— Gestellte Aufgabe 1 —
Ermitteln Sie, in wie vielen Zeilen der Einträge die Zeichenfolge „rock“ vorkommt, und nennen Sie ausschließlich diese Zahl.

— Vorliegender Text —
◆ ◆ ◆ ◆

Alle diese Beispiele gehören in die wälschen Reichslande; eine Kaiserurkunde für Weingarten von 1155, in welcher Barones erwähnt werden, ist als unecht zu beseitigen[43]; nur vereinzelt finde ich den Ausdruck auch in einer in Deutschland und zwar zu Köln ausgestellten Kaiserurkunde vom J. 1165, in welcher als Principes et barones der Herzog von Sachsen, der Landgraf, die Grafen von Holland, Kleve, Molbach, Ravensberg und Jülich, dann eine Reihe geistlicher Fürsten aufgezählt werden.[44] Wollen wir hier das Wort etwa gleichbedeutend mit Nobiles, oder doch weniger bedeutend, als Principes fassen, so würden wir schon in dieser Stelle eine Spur finden, dass man anfing, auch mächtigere Grafen nicht mehr unbedingt den Fürsten zuzuzählen, Ich habe aber doch Bedenken getragen, bei betreffenden Erörterungen auf diese Stelle hinzuweisen, da die Urkunde nicht in gewöhnlicher Form, und vielleicht, da der Inhalt den Bischof von Kammerich und den Grafen von Hennegau betrifft, von einem an wälschen Kanzleistil gewöhnten Schreiber aufgesetzt ist; auch dürfte es schwer zu erweisen sein, dass man hier Barones in ähnlicher Bedeutung fassen wollte, wie Nobiles, nicht etwa als gleichbedeutend mit Principes, wie es doch in der angeführten Stelle von 1162 offenbar der Fall zu sein scheint.

In der deutschen Reichskanzlei scheint der Ausdruck Principes et barones auch gegen Ende des zwölften Jahrhunderts noch nicht heimisch geworden zu sein. Wir finden ihn 1186 in einer zu Novara ausgestellten [136] Kaiserurkunde[45]; 1198 bezeichnen sich dann die Wähler Otto’s als Principes et barones Alemanniae[46]; im dreizehnten Jahrhunderte ist er dann auch in den in Deutschland ausgestellten Kaiserurkunden nicht selten.[47]

98 Den Ausdruck Proceres wiesen wir früher für das zwölfte Jahrhundert und für Italien in ähnlicher Bedeutung, wie Barones nach[48]; auch in Deutschland fanden wir Principes et Proceres vereinzelt bereits in einem kaiserlichen Schreiben vom J. 1152.[49] Hie und da finden wir ihn in Urkunden des dreizehnten Jahrhunderts wieder; so viel ich sehe, zuerst 1225, wo der Kaiser zu Borgo S. Donino die Lombarden ächtet: de communi deliberatione ac sententia eorumdem principum nostrorum et aliorum Romani imperii procerum in eadem curia residentium, judicum quoque curie nostre ac plurium sapientum.[50] Bald nachher fand es denn auch in der deutschen Reichskanzlei Eingang.[51]

Vereinzelte, in ähnlicher Bedeutung gebrauchte Ausdrücke, wie 1181 Principes et tota provincia, 1183 Principes et milites, 1189 Principes et pares sui[52] haben wir nicht weiter zu beachten, als dass sie uns eine Bestätigung mehr liefern, wie sehr man es in jener Zeit vermied, das Wort Principes in früherer Weise ohne irgend einen Zusatz ungenau zu gebrauchen.

◆ ◆ ◆ ◆

— Vorliegende Einträge —
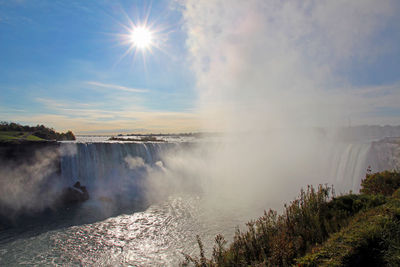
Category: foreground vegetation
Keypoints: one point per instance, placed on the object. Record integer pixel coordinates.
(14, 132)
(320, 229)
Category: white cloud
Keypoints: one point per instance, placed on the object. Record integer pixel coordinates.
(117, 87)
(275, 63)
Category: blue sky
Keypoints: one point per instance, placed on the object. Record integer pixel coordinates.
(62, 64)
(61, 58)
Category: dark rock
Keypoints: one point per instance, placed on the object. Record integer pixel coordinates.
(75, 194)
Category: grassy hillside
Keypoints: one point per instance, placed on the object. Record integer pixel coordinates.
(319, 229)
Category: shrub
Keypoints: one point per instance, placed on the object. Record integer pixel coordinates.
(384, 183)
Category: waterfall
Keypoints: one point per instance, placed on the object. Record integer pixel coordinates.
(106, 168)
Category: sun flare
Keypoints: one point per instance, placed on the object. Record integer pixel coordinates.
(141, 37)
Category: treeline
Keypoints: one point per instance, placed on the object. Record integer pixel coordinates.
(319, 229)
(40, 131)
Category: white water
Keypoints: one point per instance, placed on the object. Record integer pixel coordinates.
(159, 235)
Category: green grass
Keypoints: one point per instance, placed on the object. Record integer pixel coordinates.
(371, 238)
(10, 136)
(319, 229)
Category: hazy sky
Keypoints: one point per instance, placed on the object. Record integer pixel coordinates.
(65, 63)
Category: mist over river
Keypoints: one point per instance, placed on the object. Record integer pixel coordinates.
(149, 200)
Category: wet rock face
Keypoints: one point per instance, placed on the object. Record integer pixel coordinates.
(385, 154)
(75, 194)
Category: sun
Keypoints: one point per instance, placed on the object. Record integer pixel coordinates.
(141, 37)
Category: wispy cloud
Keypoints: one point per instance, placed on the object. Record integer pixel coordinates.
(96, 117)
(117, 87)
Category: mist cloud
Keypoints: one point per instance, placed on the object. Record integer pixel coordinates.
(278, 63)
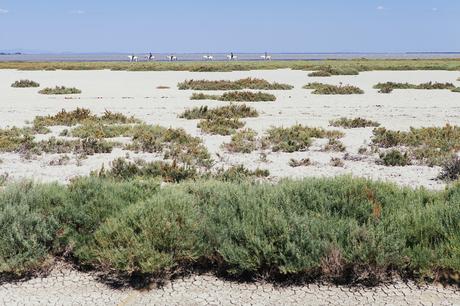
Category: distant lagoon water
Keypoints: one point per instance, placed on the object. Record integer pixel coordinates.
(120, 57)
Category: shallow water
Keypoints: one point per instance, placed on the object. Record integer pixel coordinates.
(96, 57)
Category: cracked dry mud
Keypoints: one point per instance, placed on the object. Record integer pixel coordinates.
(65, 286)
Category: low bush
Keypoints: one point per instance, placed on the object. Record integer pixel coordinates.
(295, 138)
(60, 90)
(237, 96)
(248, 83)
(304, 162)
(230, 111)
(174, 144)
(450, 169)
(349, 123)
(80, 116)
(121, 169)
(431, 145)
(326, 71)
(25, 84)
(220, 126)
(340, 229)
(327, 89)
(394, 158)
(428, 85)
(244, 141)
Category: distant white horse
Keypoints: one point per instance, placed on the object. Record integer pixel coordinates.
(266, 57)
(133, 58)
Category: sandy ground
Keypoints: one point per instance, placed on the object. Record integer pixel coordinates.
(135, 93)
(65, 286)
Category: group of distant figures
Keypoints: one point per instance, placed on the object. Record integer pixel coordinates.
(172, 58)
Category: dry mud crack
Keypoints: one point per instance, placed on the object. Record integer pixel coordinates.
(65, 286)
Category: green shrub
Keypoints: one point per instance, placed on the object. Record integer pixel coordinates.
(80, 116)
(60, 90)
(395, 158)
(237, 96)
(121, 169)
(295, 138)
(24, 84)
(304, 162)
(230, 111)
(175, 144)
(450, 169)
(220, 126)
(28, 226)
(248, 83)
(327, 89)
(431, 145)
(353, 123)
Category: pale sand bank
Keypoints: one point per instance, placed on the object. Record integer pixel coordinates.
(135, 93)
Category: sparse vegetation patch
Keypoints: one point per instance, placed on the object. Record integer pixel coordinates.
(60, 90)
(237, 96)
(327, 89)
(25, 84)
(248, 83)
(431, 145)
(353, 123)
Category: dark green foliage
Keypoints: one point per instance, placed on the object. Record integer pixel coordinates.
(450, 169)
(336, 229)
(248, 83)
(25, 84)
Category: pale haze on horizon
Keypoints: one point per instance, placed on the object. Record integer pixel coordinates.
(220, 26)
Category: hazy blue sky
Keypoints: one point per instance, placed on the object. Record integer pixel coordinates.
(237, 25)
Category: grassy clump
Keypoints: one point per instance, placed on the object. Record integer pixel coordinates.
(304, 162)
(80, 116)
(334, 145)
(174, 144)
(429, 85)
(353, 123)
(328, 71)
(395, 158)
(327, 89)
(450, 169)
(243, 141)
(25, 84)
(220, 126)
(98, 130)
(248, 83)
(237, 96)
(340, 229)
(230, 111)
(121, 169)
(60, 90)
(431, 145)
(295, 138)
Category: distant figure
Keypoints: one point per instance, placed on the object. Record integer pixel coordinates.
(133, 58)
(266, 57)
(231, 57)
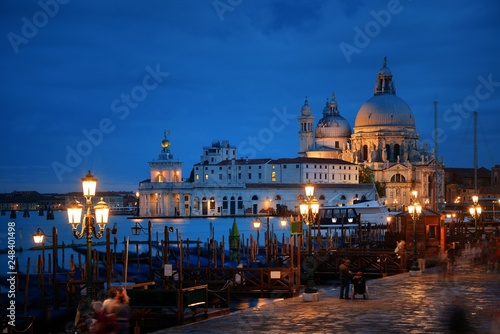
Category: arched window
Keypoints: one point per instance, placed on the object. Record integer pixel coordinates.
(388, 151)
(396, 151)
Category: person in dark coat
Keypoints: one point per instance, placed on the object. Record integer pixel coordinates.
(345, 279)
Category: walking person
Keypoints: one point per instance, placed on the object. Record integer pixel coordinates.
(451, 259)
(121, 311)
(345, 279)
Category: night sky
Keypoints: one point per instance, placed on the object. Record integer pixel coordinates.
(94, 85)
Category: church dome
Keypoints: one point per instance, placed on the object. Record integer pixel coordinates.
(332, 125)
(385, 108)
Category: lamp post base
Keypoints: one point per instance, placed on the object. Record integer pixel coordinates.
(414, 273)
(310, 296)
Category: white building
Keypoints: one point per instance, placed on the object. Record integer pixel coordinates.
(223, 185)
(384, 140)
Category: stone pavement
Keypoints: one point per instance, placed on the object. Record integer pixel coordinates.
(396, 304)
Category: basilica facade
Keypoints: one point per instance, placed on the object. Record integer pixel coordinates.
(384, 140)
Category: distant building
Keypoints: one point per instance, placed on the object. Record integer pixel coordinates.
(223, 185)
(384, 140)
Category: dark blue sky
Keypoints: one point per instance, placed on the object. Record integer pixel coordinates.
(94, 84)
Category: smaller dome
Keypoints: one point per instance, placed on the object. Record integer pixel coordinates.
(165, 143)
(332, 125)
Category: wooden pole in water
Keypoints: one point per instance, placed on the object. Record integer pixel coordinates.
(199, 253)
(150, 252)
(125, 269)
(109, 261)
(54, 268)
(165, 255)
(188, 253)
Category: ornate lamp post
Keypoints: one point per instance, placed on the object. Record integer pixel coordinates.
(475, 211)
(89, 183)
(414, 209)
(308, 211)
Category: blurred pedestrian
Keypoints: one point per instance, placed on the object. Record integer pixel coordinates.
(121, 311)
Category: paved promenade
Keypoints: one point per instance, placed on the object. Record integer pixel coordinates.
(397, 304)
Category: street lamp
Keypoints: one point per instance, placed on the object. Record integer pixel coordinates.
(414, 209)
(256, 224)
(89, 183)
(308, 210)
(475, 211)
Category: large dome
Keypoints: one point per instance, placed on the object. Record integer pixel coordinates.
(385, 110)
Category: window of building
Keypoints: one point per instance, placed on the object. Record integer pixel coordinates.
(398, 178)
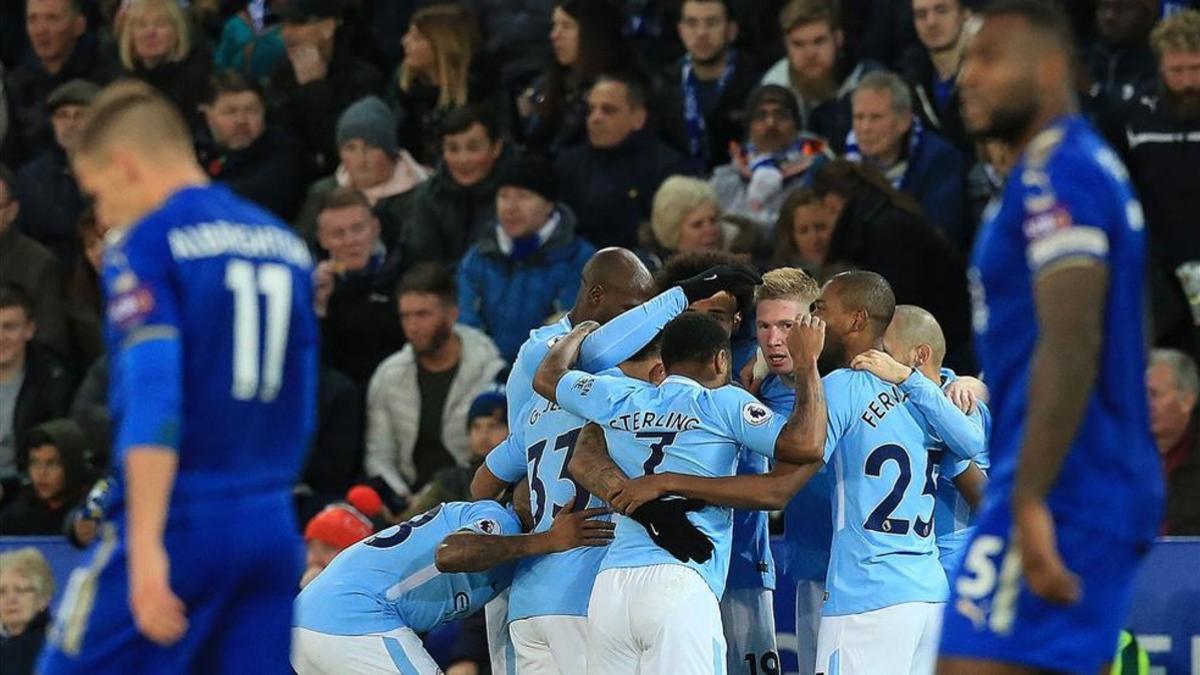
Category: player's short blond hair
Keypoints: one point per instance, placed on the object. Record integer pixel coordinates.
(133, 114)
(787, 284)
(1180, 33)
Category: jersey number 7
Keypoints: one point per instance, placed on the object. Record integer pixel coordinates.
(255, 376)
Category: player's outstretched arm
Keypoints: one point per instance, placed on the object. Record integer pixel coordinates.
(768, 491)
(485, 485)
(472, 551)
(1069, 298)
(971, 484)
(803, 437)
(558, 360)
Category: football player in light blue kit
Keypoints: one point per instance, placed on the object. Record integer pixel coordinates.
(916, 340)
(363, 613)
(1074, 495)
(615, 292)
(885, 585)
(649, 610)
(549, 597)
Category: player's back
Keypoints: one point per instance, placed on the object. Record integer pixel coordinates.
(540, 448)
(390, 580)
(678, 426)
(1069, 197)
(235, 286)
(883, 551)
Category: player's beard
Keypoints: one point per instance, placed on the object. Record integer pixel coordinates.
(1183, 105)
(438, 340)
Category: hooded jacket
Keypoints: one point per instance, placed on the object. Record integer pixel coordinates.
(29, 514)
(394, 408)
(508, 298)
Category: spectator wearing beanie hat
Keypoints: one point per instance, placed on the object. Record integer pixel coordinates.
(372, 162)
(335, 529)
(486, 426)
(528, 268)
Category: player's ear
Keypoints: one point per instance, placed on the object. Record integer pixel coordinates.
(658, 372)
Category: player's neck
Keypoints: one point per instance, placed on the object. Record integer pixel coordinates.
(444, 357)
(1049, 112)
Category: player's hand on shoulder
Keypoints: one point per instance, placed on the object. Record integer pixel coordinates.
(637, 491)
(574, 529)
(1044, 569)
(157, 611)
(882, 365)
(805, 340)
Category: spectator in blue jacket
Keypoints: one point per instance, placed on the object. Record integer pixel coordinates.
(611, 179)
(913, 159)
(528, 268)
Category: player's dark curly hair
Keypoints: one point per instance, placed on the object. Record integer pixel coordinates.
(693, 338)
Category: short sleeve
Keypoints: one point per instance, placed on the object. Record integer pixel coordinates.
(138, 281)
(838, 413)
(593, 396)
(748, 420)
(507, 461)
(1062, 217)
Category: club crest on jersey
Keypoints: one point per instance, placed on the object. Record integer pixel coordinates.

◆ ◆ ◆ ◆

— Gestellte Aufgabe 2 —
Führen Sie den Text über die Bezeichnungen Principes, Barones und Proceres in den Kaiserurkunden im Anschluss an seinen letzten Satz fort.

— Verfasste Antwort 1 —
2

— Verfasste Antwort 2 —
99 Da nun in allen aufgeführten Ausdrücken die Principes immer die erste Stelle einnehmen, so dürfen wir, wie es für Fideles und Nobiles schon nach frühern Erörterungen nicht zu bezweifeln ist, wohl auch für Magnates, Barones und Proceres annehmen, dass sie eine den Fürsten untergeordnete Klasse von Grossen bezeichnen, nicht etwa hier, wie wohl in früherer Zeit geschah[53], mehrere gleichbedeutende Ausdrücke zur Bezeichnung des einen Fürstenstandes gebraucht wurden.

Da wir in den bisher angeführten Beispielen immer nur das eine oder das andere jener Wörter mit Principes verbunden fanden, so liesse sich schliessen, dass sie unter sich in ihrer Bedeutung etwa so zusammenfielen, wie in ältern Kaiserurkunden Nobiles und Liberi. Wir finden nun aber oft auch eine Mehrzahl jener Bezeichnungen hinzugefügt, und dann lässt sich allerdings wenigstens bis zur Mitte des dreizehnten Jahrhunderts eine bestimmte Rangordnung nachweisen.

Als Richtpunkt für die Untersuchung nehmen wir am passendsten das Wort Nobiles, welches wir schon für ältere Zeit als Bezeichnung der zwischen Fürsten und Ministerialen stehenden Klasse weltlicher Grossen nachwiesen.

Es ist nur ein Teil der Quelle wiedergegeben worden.